▶ **YOUR TASK**: Please count the lines of the listing below in which "lamp" occurs, and reply with the number only.

:: MATERIAL PROVIDED

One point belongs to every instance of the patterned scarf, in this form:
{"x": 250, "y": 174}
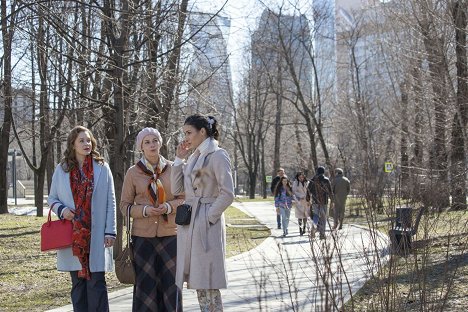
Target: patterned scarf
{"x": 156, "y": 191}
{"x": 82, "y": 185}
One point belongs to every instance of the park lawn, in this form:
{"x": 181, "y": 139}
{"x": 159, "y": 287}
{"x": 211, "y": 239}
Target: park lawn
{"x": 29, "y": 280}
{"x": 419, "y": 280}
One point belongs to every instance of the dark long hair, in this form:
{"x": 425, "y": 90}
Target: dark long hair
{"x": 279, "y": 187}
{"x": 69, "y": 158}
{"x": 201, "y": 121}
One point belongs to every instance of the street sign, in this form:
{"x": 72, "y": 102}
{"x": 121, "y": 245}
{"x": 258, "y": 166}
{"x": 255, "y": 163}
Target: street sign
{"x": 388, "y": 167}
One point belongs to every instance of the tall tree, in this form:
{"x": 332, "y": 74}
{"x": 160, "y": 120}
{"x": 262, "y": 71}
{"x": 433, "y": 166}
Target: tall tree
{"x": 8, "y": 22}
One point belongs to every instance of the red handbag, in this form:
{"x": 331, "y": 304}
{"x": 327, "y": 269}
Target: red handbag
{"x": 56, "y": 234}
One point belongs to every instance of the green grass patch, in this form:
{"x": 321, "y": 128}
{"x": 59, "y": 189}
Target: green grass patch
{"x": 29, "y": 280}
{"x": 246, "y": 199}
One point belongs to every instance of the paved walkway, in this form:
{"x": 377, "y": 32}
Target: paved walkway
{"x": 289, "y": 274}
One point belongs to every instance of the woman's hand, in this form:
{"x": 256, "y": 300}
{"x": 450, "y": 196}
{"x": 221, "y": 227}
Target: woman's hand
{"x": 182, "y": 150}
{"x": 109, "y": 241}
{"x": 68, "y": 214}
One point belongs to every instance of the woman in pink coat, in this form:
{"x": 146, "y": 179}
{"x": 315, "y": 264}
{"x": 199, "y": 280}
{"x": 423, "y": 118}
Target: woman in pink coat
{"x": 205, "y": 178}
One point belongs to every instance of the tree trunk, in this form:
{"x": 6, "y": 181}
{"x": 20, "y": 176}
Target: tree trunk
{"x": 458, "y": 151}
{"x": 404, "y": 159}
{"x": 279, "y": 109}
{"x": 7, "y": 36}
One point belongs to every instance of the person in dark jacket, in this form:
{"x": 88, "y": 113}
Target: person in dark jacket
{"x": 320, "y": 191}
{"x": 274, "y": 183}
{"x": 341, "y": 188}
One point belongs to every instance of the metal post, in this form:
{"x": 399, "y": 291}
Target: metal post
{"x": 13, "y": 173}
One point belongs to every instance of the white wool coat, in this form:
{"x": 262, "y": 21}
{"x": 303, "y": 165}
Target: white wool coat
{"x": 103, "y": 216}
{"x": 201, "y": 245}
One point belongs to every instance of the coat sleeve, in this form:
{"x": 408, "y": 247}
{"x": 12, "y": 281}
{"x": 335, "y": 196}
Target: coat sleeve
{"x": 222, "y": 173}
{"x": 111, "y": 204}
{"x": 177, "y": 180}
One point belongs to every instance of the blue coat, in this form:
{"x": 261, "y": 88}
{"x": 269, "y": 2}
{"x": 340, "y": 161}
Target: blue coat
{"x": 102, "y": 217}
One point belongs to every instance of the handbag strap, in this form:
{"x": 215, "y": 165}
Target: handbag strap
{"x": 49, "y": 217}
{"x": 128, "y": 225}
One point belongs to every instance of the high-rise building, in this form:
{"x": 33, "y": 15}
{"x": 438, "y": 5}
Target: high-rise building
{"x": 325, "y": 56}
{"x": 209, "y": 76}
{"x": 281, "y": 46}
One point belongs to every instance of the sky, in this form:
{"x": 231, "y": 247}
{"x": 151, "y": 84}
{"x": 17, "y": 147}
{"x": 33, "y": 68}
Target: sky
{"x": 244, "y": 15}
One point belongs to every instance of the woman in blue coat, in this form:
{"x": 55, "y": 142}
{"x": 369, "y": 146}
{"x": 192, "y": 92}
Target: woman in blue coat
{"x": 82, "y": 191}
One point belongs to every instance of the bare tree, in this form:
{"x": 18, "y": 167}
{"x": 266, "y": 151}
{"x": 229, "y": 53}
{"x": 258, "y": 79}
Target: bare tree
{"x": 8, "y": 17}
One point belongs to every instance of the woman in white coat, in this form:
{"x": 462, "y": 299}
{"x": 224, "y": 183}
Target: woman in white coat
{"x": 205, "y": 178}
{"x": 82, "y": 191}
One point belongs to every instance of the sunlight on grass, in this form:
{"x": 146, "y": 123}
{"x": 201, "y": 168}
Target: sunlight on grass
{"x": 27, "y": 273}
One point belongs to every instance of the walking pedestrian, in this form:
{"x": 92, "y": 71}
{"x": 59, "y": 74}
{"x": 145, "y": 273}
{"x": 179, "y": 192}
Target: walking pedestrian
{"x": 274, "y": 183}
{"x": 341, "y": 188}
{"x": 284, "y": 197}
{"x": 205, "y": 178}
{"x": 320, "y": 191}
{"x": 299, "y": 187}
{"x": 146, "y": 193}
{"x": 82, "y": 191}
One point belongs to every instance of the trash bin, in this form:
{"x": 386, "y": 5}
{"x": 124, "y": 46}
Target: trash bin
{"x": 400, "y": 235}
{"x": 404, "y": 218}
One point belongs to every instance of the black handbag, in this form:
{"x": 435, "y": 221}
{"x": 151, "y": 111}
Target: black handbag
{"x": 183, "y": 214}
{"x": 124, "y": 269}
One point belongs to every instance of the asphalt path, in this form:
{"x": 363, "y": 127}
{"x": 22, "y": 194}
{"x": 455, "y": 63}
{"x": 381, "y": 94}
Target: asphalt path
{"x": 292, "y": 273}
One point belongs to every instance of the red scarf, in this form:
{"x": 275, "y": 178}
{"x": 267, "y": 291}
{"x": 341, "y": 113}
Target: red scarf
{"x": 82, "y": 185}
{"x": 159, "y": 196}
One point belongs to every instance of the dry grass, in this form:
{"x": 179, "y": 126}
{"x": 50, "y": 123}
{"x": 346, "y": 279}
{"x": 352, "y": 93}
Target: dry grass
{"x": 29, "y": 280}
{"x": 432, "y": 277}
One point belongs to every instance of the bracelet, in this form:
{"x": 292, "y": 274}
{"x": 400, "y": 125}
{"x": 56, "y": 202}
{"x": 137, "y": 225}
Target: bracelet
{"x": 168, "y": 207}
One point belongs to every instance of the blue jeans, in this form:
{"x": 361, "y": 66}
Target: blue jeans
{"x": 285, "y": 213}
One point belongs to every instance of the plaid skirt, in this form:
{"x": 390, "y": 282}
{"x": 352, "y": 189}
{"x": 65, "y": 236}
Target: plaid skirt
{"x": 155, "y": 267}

::::
:: MATERIAL PROVIDED

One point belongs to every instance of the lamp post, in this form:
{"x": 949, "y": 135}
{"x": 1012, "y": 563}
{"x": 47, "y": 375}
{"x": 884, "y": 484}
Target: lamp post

::::
:: MATERIAL PROVIDED

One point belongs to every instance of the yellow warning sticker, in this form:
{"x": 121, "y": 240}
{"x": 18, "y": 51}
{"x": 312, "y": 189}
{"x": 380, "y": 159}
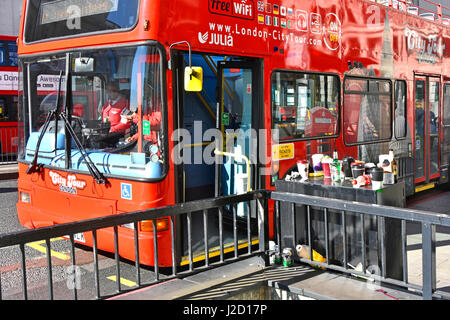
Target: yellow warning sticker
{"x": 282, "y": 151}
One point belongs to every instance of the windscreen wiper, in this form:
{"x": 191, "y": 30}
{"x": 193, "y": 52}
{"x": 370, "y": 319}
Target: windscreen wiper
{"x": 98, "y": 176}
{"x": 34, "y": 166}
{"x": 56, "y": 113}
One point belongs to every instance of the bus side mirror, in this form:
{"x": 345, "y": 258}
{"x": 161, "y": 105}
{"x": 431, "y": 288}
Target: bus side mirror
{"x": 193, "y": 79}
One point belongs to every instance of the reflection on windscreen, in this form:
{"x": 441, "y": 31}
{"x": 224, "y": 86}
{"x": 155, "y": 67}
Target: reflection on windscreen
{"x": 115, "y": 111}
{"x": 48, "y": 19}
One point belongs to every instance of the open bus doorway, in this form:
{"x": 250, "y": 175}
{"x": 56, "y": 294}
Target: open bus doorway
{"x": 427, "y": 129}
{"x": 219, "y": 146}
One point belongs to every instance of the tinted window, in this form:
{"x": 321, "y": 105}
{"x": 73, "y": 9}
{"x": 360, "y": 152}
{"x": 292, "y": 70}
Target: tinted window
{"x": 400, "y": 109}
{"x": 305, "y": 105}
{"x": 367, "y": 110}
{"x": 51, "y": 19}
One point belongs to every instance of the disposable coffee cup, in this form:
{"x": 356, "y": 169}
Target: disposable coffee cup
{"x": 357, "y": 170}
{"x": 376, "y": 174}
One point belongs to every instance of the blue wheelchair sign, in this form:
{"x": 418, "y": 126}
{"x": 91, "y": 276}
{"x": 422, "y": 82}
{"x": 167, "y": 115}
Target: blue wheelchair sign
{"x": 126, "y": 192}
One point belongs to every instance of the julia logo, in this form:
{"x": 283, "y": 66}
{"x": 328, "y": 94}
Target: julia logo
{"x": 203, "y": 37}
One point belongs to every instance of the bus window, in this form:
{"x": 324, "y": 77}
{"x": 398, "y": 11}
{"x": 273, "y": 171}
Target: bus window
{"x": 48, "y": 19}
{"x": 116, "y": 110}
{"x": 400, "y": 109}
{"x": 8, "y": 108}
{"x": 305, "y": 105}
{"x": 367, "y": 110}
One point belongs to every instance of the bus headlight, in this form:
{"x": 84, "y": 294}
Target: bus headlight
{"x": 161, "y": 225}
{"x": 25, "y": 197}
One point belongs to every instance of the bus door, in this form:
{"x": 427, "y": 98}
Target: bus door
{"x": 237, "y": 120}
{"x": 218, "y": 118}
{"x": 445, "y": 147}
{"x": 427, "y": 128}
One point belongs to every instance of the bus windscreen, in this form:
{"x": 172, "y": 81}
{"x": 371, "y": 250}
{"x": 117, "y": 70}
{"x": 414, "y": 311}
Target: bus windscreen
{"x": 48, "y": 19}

::::

▶ **EXPECTED ANSWER**: 2